Dataset entries ::

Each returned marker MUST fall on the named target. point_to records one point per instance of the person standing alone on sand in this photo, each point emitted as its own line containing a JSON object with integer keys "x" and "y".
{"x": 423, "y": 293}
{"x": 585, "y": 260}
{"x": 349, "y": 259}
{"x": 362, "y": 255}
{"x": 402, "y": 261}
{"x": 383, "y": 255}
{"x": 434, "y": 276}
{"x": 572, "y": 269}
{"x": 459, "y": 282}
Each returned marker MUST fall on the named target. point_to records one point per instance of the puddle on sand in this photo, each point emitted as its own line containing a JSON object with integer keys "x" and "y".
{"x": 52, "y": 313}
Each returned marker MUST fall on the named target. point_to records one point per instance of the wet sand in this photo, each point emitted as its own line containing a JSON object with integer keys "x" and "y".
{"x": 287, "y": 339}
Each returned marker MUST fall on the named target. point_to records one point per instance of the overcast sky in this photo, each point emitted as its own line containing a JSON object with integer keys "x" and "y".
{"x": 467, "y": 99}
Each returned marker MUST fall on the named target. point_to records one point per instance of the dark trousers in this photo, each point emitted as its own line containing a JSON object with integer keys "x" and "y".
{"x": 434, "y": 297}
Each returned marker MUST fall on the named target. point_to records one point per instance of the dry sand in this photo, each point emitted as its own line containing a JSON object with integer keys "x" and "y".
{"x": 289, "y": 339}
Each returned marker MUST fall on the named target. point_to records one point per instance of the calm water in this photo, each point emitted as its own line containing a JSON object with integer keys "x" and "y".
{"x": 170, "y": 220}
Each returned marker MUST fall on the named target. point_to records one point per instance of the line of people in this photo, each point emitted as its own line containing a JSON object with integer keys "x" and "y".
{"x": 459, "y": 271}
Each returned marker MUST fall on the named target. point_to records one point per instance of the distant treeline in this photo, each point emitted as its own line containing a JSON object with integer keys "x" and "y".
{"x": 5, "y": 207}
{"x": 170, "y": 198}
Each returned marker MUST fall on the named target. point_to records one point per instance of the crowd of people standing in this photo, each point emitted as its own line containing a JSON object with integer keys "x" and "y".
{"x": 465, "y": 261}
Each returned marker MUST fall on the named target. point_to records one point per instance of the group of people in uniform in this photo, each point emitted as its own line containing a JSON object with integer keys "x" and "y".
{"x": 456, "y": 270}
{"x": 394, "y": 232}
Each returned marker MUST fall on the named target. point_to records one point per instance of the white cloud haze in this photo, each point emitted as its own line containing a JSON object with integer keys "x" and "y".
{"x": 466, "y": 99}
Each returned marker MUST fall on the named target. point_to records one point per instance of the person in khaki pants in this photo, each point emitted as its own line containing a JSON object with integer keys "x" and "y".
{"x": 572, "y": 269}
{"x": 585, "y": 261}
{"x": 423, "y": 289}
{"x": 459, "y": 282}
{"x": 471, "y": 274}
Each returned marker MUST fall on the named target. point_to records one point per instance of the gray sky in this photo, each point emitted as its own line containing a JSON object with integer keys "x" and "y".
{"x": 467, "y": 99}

Task description :: Each line of the material should be returned exactly as it stands.

Output below ::
Each returned marker MUST fall on the named target. point_to records one point per instance of the person standing alone on sand in this photo, each point emitted as its own line containing a JSON object with integer keys "x" and "y".
{"x": 423, "y": 293}
{"x": 585, "y": 260}
{"x": 349, "y": 259}
{"x": 362, "y": 255}
{"x": 402, "y": 261}
{"x": 383, "y": 255}
{"x": 434, "y": 276}
{"x": 572, "y": 269}
{"x": 459, "y": 282}
Each returned marker MUST fall on the named target. point_to records one point per instance of the puddle on sand in this photo, each point emitted as its own line containing a JSON object with integer keys "x" and "y".
{"x": 52, "y": 313}
Each returned marker MUST fall on the named target. point_to records one point per instance of the wet sand in this photo, each point emitted as its own line containing a JSON object with integer keys "x" and "y".
{"x": 287, "y": 339}
Each returned marker MUST fall on the named target. point_to records one point per instance of the overcast sky in this photo, each point emitted as its own line containing a JSON object with integer keys "x" and "y".
{"x": 467, "y": 99}
Each returned marker MUST fall on the named target. point_to records one point per instance of the dark trousers in this photo, each point emitted as its own line containing a JSON object with integer keys "x" and "y".
{"x": 434, "y": 297}
Each returned marker MUST fall on the named target. point_to records one point per instance of the dry sand in this photo, each point emitted as its own line containing a JSON object with integer keys "x" and "y".
{"x": 289, "y": 339}
Each returned marker MUST fall on the named target. point_to records one point per instance of the calm water in this photo, each point emitted as its own line containing a JSON object with integer keys "x" and "y".
{"x": 170, "y": 220}
Each returned marker MUST fall on the named target. point_to records one point per instance of the line of people in this photo, each point emitted as its own line containing a JSON object with integer keys "x" and "y".
{"x": 459, "y": 271}
Each returned marker MUST fall on the named target. point_to records one point per instance of the distant treeline in this photo, each point emitted as its own line containing a JSON object with integer keys "x" and "y".
{"x": 5, "y": 207}
{"x": 170, "y": 198}
Each returned marker MUST fall on the named target. point_to records one point per instance of the crowd of people standing in this photo, each point emitted as its own line containing a JSON object with integer keys "x" and "y".
{"x": 465, "y": 261}
Each returned marker MUST fall on the named target. point_to records one point per instance of the group of people in uniform in this photo, each point emitted as its own line containing a JSON object with integer keys "x" and "y".
{"x": 456, "y": 270}
{"x": 394, "y": 232}
Each returned marker MUST fall on the named target. point_to records one point per instance of the white cloud haze in this photo, each point emitted as its own line containing a JSON object with integer keys "x" and "y".
{"x": 466, "y": 99}
Each returned marker MUST fall on the named target. point_to records one point per instance of the person in khaki pants in this photo, each point emitted as its own line containing a JSON object with integer keys "x" and "y".
{"x": 572, "y": 269}
{"x": 585, "y": 261}
{"x": 423, "y": 289}
{"x": 459, "y": 282}
{"x": 471, "y": 274}
Each returned marker MUST fall on the named target. point_to records one point per instance of the gray sky in this photo, each point emitted as its own line containing a JSON object with integer keys "x" and "y".
{"x": 467, "y": 99}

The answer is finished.